WHAT THE EXERCISE ASKS
Images do not belong in the copy. Set down all the entries exactly.

SUPPLIED DATA

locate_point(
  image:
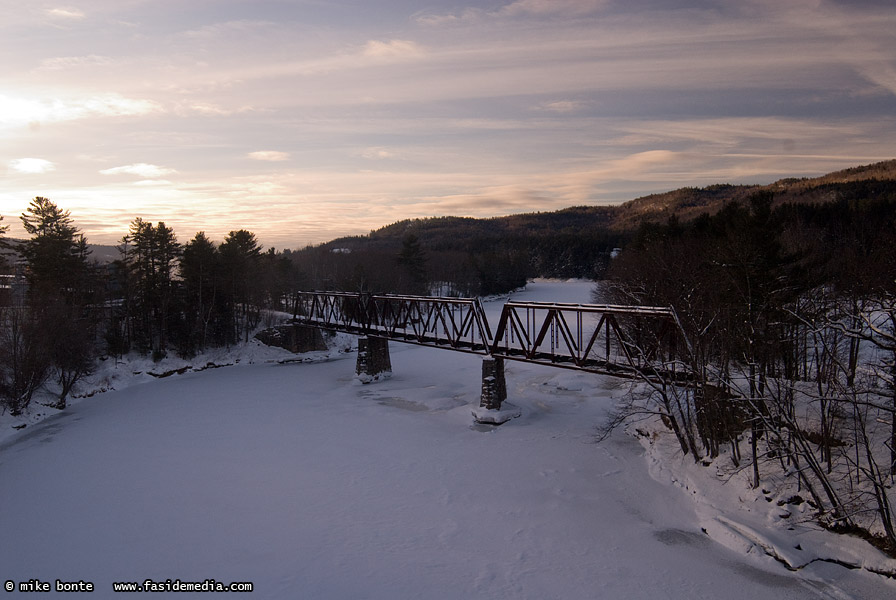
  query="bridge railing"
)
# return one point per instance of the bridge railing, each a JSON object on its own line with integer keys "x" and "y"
{"x": 625, "y": 341}
{"x": 455, "y": 323}
{"x": 617, "y": 340}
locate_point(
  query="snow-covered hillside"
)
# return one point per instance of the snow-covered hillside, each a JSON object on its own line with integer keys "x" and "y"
{"x": 303, "y": 481}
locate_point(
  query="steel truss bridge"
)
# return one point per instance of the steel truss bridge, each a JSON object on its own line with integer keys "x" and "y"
{"x": 621, "y": 341}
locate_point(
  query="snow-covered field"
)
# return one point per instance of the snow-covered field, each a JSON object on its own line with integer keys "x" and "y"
{"x": 303, "y": 481}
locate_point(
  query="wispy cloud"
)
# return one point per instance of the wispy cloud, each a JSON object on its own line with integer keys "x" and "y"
{"x": 61, "y": 63}
{"x": 31, "y": 165}
{"x": 553, "y": 7}
{"x": 65, "y": 12}
{"x": 140, "y": 170}
{"x": 16, "y": 111}
{"x": 269, "y": 155}
{"x": 392, "y": 50}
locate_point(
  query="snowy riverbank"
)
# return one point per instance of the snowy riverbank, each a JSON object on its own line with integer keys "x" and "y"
{"x": 303, "y": 481}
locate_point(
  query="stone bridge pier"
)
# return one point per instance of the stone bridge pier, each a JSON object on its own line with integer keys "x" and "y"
{"x": 374, "y": 362}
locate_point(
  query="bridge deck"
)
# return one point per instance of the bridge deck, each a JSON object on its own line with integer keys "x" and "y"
{"x": 621, "y": 341}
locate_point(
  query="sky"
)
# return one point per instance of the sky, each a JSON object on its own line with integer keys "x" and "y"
{"x": 306, "y": 120}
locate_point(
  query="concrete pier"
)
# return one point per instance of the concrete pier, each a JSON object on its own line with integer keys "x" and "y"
{"x": 494, "y": 387}
{"x": 374, "y": 362}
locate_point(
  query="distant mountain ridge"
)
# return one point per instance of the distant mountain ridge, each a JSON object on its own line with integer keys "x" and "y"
{"x": 439, "y": 233}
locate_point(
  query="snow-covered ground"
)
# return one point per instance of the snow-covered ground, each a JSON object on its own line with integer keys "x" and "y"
{"x": 300, "y": 479}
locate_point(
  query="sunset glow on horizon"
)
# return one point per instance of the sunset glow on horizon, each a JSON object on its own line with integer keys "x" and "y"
{"x": 306, "y": 120}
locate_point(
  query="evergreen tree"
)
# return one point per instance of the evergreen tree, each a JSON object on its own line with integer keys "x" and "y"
{"x": 199, "y": 270}
{"x": 151, "y": 253}
{"x": 56, "y": 254}
{"x": 240, "y": 254}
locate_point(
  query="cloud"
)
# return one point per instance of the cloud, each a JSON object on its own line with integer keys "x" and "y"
{"x": 518, "y": 8}
{"x": 269, "y": 155}
{"x": 140, "y": 169}
{"x": 152, "y": 182}
{"x": 377, "y": 153}
{"x": 31, "y": 165}
{"x": 62, "y": 63}
{"x": 392, "y": 50}
{"x": 552, "y": 7}
{"x": 65, "y": 12}
{"x": 562, "y": 106}
{"x": 16, "y": 111}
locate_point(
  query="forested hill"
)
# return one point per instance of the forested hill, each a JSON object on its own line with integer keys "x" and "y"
{"x": 858, "y": 183}
{"x": 442, "y": 233}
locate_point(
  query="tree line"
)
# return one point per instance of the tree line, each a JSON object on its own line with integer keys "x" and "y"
{"x": 160, "y": 296}
{"x": 790, "y": 312}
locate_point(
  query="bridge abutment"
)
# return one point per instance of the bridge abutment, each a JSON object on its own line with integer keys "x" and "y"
{"x": 374, "y": 362}
{"x": 494, "y": 386}
{"x": 494, "y": 393}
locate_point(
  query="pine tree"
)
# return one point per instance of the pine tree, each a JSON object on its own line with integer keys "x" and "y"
{"x": 240, "y": 255}
{"x": 56, "y": 254}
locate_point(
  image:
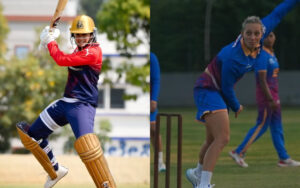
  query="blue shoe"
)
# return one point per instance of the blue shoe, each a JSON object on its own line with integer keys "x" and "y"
{"x": 161, "y": 167}
{"x": 192, "y": 177}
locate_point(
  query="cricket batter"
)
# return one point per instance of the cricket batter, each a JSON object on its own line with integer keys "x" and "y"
{"x": 77, "y": 107}
{"x": 214, "y": 93}
{"x": 154, "y": 87}
{"x": 269, "y": 112}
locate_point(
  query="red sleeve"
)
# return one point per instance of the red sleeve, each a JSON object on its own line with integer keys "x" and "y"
{"x": 88, "y": 56}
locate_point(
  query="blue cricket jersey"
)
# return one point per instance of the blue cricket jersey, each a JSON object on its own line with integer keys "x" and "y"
{"x": 154, "y": 77}
{"x": 232, "y": 62}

SOLUTION FOR THIS PROBLEM
locate_point(
  image:
  query="bridge railing"
)
# return one point per instance of the bridge railing, each a JSON object on its own line with integer keys "x" and "y"
{"x": 625, "y": 341}
{"x": 455, "y": 323}
{"x": 617, "y": 340}
locate_point(
  query="snow-covered hillside"
)
# return one point per instance of the snow-covered hillside, each a JSON object on its own line with integer keys "x" and "y"
{"x": 303, "y": 481}
locate_point(
  query="steel truss bridge"
)
# return one point per instance of the steel truss bridge, each a JSON object on its own line with integer keys "x" and "y"
{"x": 621, "y": 341}
locate_point(
  query="snow-covered field"
)
# return one point per instance of the snow-covered field, each a JSON object on its own line with integer keys "x" and "y"
{"x": 303, "y": 481}
locate_point(
  query="wispy cloud"
)
# return one point per instance of the wispy cloud, each a JSON object on its own line with integer keys "x" and "y"
{"x": 61, "y": 63}
{"x": 31, "y": 165}
{"x": 553, "y": 7}
{"x": 65, "y": 12}
{"x": 140, "y": 170}
{"x": 16, "y": 111}
{"x": 269, "y": 155}
{"x": 392, "y": 50}
locate_point(
  query="snowy riverbank"
)
# return one point per instance of the snowy riverbank, each a JSON object on its own line with integer keys "x" and "y"
{"x": 303, "y": 481}
locate_point(
  query="stone bridge pier"
)
# return one point per instance of the stone bridge pier, each a JSON object on its own line with integer keys "x" and "y"
{"x": 374, "y": 362}
locate_point(
  query="bridge deck"
)
# return one point per instance of the bridge deck, each a JSON object on its own line with integer keys "x" and "y"
{"x": 621, "y": 341}
locate_point(
  query="sky"
)
# return one point per instance of the sky, each a JSON object on its own line with integer keys "x" and "y"
{"x": 306, "y": 120}
locate_point(
  query="concrete pier"
)
# return one point per instance of the concrete pier, each a JSON object on its own line with integer keys "x" and "y"
{"x": 494, "y": 387}
{"x": 374, "y": 362}
locate_point(
  query="distant mountain ridge"
)
# return one point per instance of the distant mountain ridge, each a JSON object on its own line with integer keys "x" and "y"
{"x": 439, "y": 233}
locate_point(
  query="snow-covered ground"
)
# return one point per instance of the snow-covered ground, each a JSON object on its own line with integer keys "x" and "y"
{"x": 300, "y": 479}
locate_point(
  query="sunset glow on horizon"
)
# return one point per instance of the sunset glow on horizon, each a JSON object on its own line with integer keys "x" and "y"
{"x": 306, "y": 120}
locate_point(
  query="evergreen tree"
)
# return one point per instance of the evergreen tree, each a JSON object on its own line with integer keys "x" and "y"
{"x": 199, "y": 270}
{"x": 151, "y": 253}
{"x": 56, "y": 254}
{"x": 240, "y": 254}
locate_point(
  query="cloud"
)
# return one point per instance of the cloud, each a JSON object on its own line with integer keys "x" and "y"
{"x": 518, "y": 8}
{"x": 269, "y": 155}
{"x": 140, "y": 169}
{"x": 152, "y": 182}
{"x": 377, "y": 153}
{"x": 31, "y": 165}
{"x": 62, "y": 63}
{"x": 392, "y": 50}
{"x": 552, "y": 7}
{"x": 65, "y": 12}
{"x": 562, "y": 106}
{"x": 16, "y": 111}
locate_point(
  query="forested hill"
)
# return one point per instance of the forested hill, each a JSON object on its own line with integer keys "x" and "y"
{"x": 858, "y": 183}
{"x": 442, "y": 233}
locate_point(
  query="tree line"
)
# return one point per instance of the tree line, each a JSON object on its own line with integer keys "x" and "y"
{"x": 160, "y": 296}
{"x": 790, "y": 312}
locate_point(
  query="bridge abutment"
)
# return one point per instance of the bridge abutment, each a JSON object on its own line with integer keys "x" and "y"
{"x": 374, "y": 362}
{"x": 494, "y": 386}
{"x": 494, "y": 393}
locate_point(
  query="pine tree"
)
# return one point per instance of the pine tree, each a JSON object on its own line with integer keys "x" and "y"
{"x": 240, "y": 255}
{"x": 56, "y": 254}
locate_point(
  image:
  query="blue shoe"
)
# return one point per instance of the blue shoe, each a JSON object on its own line with integer keys "x" and "y"
{"x": 161, "y": 167}
{"x": 192, "y": 177}
locate_point(
  query="cricket batter"
)
# return one point per instance of the cricket batter, each a JSON object on its own line with integer keys "x" and "y"
{"x": 77, "y": 107}
{"x": 214, "y": 93}
{"x": 154, "y": 87}
{"x": 269, "y": 112}
locate_point(
  query="red sleeve"
)
# return one point per instance of the red sleeve, each a JSON object on its own line with integer keys "x" and "y"
{"x": 88, "y": 56}
locate_point(
  query="blue cricket jersey"
)
# return one point per instance of the blue cricket jersey, each a JSON object on its own line with integer keys "x" and "y"
{"x": 154, "y": 77}
{"x": 232, "y": 62}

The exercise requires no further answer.